---------- Provided data
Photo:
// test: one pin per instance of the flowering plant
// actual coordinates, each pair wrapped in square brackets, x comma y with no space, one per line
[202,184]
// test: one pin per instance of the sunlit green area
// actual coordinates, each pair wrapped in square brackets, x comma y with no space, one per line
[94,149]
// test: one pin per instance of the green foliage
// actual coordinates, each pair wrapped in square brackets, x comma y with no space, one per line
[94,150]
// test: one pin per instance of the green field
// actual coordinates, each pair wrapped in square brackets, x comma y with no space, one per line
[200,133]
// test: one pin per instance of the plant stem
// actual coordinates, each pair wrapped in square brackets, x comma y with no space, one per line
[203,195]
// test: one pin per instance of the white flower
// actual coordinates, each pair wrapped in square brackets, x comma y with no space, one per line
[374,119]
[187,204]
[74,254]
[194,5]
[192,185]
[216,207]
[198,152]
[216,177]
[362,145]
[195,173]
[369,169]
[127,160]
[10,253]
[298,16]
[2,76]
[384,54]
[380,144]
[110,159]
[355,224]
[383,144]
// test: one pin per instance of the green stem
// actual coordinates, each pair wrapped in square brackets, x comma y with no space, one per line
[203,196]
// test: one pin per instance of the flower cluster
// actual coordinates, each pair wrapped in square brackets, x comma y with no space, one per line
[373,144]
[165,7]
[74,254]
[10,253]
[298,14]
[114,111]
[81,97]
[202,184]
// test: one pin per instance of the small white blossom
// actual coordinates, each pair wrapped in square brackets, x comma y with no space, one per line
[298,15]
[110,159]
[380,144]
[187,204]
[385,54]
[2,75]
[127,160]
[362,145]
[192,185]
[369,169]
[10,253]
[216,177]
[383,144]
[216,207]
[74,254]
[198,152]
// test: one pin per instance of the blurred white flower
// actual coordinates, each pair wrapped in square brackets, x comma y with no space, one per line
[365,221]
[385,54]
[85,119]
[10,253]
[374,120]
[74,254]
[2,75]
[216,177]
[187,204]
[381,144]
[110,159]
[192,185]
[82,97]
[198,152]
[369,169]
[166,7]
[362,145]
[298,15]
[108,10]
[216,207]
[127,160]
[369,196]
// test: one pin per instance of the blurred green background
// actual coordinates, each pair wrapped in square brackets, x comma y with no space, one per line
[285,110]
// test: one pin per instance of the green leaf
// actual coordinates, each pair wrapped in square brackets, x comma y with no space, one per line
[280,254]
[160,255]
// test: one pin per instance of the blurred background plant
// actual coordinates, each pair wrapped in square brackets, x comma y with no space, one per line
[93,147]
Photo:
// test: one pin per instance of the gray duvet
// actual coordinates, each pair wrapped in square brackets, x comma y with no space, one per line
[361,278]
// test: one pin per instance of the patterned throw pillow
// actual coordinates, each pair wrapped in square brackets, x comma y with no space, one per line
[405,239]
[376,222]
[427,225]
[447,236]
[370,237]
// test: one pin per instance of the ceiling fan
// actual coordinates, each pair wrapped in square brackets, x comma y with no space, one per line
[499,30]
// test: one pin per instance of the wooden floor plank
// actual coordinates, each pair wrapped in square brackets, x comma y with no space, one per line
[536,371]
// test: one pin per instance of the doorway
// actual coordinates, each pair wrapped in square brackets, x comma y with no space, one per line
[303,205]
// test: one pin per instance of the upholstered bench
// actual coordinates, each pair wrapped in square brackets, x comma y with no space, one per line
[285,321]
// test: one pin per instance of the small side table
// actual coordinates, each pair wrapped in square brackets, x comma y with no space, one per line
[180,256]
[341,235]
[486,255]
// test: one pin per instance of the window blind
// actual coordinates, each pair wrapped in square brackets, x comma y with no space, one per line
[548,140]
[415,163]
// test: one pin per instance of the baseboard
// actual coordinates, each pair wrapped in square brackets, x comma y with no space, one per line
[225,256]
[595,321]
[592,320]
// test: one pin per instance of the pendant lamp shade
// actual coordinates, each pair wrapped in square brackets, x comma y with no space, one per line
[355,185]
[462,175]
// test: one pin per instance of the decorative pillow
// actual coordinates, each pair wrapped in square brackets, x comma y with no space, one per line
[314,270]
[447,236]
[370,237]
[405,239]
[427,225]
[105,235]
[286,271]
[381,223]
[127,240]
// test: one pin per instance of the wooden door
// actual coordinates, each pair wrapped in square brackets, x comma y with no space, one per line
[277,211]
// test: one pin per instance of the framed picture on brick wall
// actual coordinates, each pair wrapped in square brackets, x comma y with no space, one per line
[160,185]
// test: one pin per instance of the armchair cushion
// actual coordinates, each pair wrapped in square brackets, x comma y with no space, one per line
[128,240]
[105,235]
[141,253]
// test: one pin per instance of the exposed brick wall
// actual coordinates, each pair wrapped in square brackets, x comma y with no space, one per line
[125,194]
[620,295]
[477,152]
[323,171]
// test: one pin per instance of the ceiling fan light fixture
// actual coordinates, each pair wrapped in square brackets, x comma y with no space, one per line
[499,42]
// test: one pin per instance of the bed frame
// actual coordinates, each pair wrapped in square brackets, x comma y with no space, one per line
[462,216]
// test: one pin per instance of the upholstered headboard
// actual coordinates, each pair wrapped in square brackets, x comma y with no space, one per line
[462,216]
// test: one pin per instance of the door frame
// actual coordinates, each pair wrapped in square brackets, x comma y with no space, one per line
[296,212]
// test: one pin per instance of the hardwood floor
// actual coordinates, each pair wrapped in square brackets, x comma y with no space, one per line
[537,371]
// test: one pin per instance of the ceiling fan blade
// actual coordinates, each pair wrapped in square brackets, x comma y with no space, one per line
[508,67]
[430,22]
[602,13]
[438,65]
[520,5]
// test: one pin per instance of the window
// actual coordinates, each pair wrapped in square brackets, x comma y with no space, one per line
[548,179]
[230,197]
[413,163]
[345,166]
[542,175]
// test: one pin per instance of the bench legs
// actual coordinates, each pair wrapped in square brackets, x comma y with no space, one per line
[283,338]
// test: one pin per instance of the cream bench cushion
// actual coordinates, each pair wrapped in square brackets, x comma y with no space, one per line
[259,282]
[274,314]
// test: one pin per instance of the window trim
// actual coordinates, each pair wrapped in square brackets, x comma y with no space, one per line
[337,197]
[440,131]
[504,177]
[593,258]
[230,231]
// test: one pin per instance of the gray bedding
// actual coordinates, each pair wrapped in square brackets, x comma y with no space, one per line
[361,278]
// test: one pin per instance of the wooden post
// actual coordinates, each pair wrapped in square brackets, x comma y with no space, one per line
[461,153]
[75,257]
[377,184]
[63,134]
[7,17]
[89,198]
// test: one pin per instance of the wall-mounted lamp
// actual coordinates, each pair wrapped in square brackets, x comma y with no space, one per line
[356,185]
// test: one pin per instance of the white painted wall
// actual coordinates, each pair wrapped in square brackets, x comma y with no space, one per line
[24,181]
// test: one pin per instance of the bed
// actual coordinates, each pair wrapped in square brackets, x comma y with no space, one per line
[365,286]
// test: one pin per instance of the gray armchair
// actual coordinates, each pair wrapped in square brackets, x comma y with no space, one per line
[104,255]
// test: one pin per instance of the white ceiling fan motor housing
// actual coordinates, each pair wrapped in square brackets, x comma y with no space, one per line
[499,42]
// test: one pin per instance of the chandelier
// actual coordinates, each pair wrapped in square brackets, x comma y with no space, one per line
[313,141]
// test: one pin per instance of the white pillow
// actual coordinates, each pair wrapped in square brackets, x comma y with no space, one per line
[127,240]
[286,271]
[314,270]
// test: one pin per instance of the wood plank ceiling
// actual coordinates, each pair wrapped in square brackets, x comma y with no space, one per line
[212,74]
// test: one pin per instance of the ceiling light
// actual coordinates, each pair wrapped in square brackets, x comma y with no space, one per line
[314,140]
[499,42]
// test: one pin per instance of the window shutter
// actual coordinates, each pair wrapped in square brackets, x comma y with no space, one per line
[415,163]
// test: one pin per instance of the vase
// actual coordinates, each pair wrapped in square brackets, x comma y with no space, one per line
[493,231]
--------------------
- Written problem
Reproduce the listing starting at the line that contains "wood plank ceiling" and ending at the last line of the listing, changing "window shutter" to "window blind" and leaving everything else the same. Give only those lines.

- Solved exercise
// test: one pin per instance of the wood plank ceiling
// actual coordinates, each pair wrapped in square brackets, x comma y with no space, one per line
[212,74]
// test: one pin per instance of the ceiling light
// actual coordinates, each pair wrapped in square brackets, x comma y with no space, one per line
[314,140]
[499,42]
// test: one pin per instance of the window blind
// actual coordinates, each pair wrapped in square brackets, x comma y with no space, one per line
[415,163]
// test: one pin per instance of the vase
// actual coordinates, each pair wrapped in square brackets, x comma y with no space, one per line
[493,231]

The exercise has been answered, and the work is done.